THE EXERCISE:
Please count the lines in the items below that contain the string "wooden", treating uppercase and lowercase as different. Give only the number.

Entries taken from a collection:
· · ·

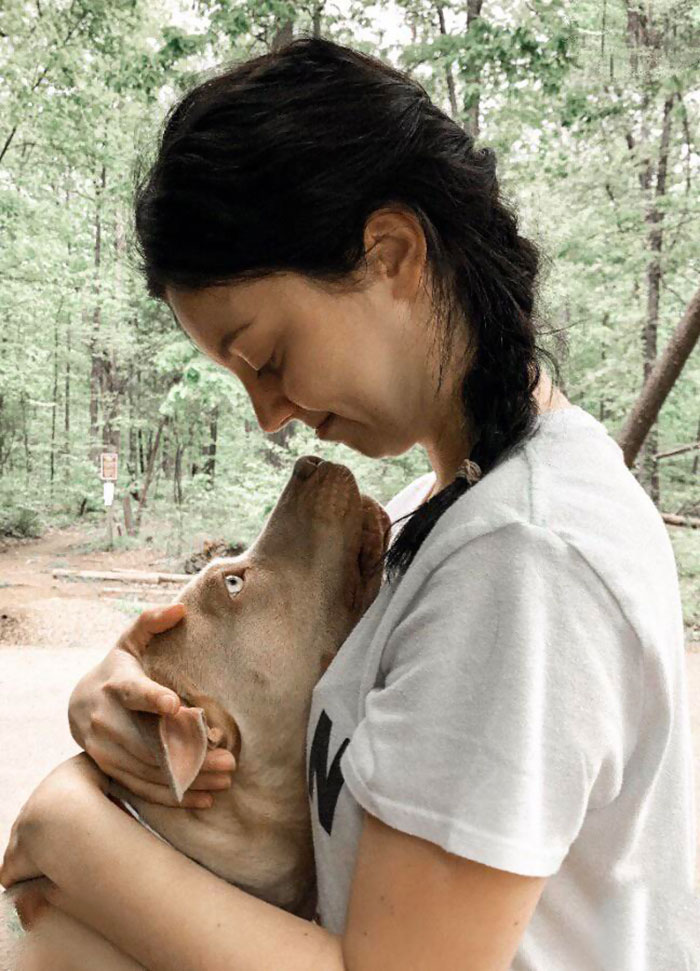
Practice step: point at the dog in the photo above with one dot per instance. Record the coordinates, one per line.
(259, 631)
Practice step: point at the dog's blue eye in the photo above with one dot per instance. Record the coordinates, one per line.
(234, 583)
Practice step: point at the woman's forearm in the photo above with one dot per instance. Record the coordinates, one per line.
(162, 908)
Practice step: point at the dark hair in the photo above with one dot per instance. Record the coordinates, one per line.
(277, 163)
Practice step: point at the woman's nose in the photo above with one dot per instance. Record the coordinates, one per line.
(272, 410)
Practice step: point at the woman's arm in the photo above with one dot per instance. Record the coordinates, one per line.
(412, 904)
(160, 907)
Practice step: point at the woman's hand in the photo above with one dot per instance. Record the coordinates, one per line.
(99, 714)
(60, 791)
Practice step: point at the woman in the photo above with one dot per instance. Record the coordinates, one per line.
(497, 750)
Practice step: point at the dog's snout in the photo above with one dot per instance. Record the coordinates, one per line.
(305, 466)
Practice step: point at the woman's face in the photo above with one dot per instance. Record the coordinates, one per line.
(361, 358)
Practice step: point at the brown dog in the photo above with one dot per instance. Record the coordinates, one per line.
(259, 631)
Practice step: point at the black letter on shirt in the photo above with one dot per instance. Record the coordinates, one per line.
(329, 783)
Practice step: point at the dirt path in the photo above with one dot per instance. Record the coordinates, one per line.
(52, 631)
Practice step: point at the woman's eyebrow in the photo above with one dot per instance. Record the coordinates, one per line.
(228, 339)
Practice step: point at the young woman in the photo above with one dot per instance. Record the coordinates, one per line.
(506, 729)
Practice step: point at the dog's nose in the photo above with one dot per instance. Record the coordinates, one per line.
(305, 466)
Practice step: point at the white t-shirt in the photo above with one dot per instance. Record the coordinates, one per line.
(519, 698)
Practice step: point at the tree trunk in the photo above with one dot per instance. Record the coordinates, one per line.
(654, 220)
(472, 124)
(318, 11)
(52, 463)
(660, 381)
(177, 475)
(449, 79)
(210, 450)
(283, 35)
(96, 362)
(149, 473)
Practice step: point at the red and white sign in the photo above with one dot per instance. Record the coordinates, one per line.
(108, 466)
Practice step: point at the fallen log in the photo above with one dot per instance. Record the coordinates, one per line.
(124, 576)
(673, 520)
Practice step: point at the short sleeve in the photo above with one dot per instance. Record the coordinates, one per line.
(507, 703)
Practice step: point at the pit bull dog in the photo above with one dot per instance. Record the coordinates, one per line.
(260, 629)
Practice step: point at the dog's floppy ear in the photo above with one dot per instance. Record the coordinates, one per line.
(181, 741)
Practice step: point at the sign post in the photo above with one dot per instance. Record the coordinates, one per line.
(109, 462)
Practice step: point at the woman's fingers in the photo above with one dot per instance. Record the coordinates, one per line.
(138, 693)
(194, 798)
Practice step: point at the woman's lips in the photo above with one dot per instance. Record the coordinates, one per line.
(323, 427)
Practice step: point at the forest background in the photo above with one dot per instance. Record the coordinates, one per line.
(592, 108)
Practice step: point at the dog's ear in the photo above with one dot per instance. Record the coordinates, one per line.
(181, 741)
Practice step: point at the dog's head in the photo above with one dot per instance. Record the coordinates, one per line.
(261, 627)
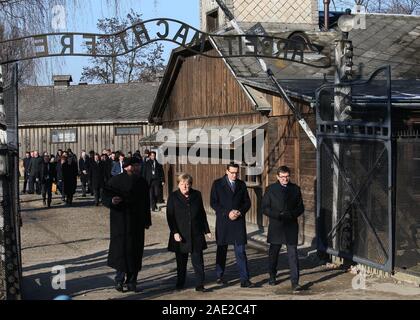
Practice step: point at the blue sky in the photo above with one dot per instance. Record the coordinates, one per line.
(84, 17)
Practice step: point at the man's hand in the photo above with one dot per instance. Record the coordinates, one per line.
(116, 200)
(177, 237)
(233, 215)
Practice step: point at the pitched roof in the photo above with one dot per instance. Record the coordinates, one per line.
(114, 103)
(387, 40)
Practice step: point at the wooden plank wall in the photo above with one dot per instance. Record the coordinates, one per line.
(89, 137)
(204, 94)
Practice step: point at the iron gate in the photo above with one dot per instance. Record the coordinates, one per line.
(10, 261)
(355, 173)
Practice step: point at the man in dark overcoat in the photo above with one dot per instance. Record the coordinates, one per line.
(84, 163)
(229, 198)
(283, 204)
(26, 162)
(34, 169)
(69, 171)
(127, 196)
(155, 177)
(97, 175)
(48, 177)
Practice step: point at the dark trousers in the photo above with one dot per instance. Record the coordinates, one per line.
(46, 191)
(198, 265)
(241, 261)
(69, 199)
(34, 186)
(126, 277)
(154, 192)
(84, 181)
(293, 257)
(25, 182)
(60, 186)
(98, 194)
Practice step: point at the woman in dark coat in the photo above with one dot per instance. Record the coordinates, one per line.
(69, 170)
(128, 198)
(188, 224)
(97, 176)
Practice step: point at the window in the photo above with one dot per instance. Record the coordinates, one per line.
(124, 131)
(212, 21)
(64, 136)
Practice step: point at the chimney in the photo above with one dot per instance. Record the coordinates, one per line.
(62, 80)
(327, 15)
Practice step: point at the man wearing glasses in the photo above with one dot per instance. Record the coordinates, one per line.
(229, 198)
(283, 204)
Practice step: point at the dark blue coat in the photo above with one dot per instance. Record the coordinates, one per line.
(283, 206)
(223, 200)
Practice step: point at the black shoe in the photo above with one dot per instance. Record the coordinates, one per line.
(296, 287)
(132, 287)
(247, 284)
(179, 286)
(200, 288)
(119, 287)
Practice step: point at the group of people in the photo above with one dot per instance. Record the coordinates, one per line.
(93, 169)
(188, 225)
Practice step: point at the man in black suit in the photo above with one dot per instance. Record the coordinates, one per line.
(229, 198)
(26, 163)
(283, 204)
(48, 177)
(153, 173)
(34, 170)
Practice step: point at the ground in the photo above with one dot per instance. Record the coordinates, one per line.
(77, 238)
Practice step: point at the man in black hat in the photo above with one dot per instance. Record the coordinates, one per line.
(283, 204)
(127, 196)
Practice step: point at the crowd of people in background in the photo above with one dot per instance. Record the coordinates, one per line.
(48, 174)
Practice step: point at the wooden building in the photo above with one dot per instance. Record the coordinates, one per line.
(84, 117)
(205, 93)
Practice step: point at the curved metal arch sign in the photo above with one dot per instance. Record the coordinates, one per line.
(160, 29)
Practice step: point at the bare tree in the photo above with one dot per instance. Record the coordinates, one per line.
(141, 65)
(27, 17)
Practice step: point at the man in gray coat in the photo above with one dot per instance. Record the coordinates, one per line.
(283, 204)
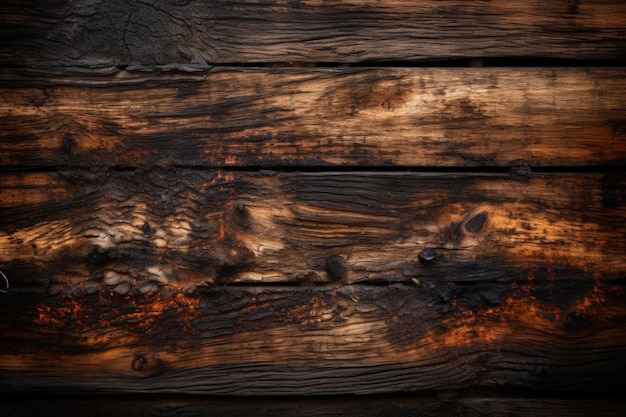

· · ·

WORKED SOLUTION:
2